— What you have to do —
Each record that follows must be given again without alteration.

— Entries provided —
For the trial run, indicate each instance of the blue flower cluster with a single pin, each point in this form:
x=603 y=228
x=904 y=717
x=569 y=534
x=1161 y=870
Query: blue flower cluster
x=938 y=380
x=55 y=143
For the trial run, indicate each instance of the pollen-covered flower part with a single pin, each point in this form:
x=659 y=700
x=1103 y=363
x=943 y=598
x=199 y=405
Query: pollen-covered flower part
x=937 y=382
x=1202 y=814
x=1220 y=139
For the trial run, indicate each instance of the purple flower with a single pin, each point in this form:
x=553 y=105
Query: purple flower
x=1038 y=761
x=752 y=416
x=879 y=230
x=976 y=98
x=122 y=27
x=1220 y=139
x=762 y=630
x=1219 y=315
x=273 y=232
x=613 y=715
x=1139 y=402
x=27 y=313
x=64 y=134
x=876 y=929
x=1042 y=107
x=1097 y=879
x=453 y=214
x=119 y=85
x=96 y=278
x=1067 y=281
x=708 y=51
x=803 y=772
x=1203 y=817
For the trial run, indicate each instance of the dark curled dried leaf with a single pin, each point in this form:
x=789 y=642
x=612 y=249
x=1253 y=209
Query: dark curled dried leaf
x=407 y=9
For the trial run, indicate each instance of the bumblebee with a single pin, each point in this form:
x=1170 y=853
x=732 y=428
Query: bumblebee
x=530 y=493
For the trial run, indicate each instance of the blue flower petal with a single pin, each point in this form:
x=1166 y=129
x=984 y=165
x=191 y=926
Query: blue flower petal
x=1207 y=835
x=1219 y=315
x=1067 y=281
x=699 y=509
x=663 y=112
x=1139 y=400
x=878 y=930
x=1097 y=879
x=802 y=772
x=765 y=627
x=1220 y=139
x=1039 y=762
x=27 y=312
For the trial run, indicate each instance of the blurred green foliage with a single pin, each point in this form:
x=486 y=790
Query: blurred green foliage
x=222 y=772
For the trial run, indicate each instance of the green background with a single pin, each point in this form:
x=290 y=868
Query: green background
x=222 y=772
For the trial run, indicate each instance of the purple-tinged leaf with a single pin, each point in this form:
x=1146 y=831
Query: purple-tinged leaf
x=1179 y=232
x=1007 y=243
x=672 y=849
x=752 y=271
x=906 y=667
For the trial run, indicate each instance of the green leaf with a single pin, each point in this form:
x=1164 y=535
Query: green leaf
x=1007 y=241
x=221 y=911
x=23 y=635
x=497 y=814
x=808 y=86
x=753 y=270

— Result for this exercise —
For the trial run, indicate each instance of the blue flower cluster with a single pin, each point in this form:
x=603 y=228
x=904 y=717
x=569 y=534
x=1161 y=870
Query: blue flower cluster
x=938 y=380
x=55 y=143
For the trial run, indicate each instance of the pollen-covered flower part with a single pin, each point in this form:
x=659 y=700
x=1103 y=363
x=943 y=598
x=199 y=405
Query: pollen-covered flower part
x=937 y=382
x=1202 y=814
x=1220 y=139
For the trial run, indicate each instance of the purple flower with a single pin, each point in this form:
x=553 y=105
Query: purple flower
x=1038 y=761
x=752 y=416
x=879 y=230
x=976 y=98
x=122 y=27
x=1220 y=139
x=762 y=630
x=1219 y=315
x=273 y=232
x=613 y=715
x=1139 y=402
x=27 y=313
x=64 y=134
x=876 y=929
x=1042 y=107
x=1097 y=879
x=453 y=214
x=119 y=85
x=96 y=278
x=1067 y=281
x=708 y=51
x=803 y=772
x=1203 y=817
For the trial run, indicate each instance of the dark curled dried leaf with a single pin, each point in this form:
x=789 y=642
x=612 y=249
x=1253 y=209
Query: dark curled dried leaf
x=407 y=9
For the trial run, indicate each instance of the bumblebee with a single pin, each point in this form:
x=1170 y=853
x=732 y=428
Query: bumblebee
x=530 y=493
For the trial run, indicate each instance of the blue flower petal with a single pin, each point in this form:
x=1166 y=129
x=984 y=165
x=191 y=926
Query: blue flower petal
x=1207 y=835
x=1219 y=315
x=1067 y=281
x=699 y=509
x=663 y=112
x=1139 y=400
x=878 y=930
x=1097 y=879
x=802 y=772
x=765 y=627
x=1220 y=139
x=1039 y=762
x=27 y=312
For the trial run, indicate each instance of the blurred green foliage with a single pin, each point in this form:
x=486 y=790
Query: blurred green foliage
x=222 y=772
For the trial run, indicate each instance of the green background with a single pin, each point in this form:
x=290 y=868
Query: green background
x=222 y=772
For the trial run, indicate each instance of the purple-tinged leaf with a single pin, each point in this form:
x=1146 y=831
Query: purple-tinged leaf
x=1179 y=232
x=1007 y=243
x=672 y=849
x=752 y=271
x=906 y=667
For the trial run, indicate each instance of the green leaf with a single pin, each point in this form:
x=1164 y=535
Query: green leaf
x=1007 y=241
x=221 y=911
x=23 y=635
x=497 y=814
x=808 y=86
x=753 y=270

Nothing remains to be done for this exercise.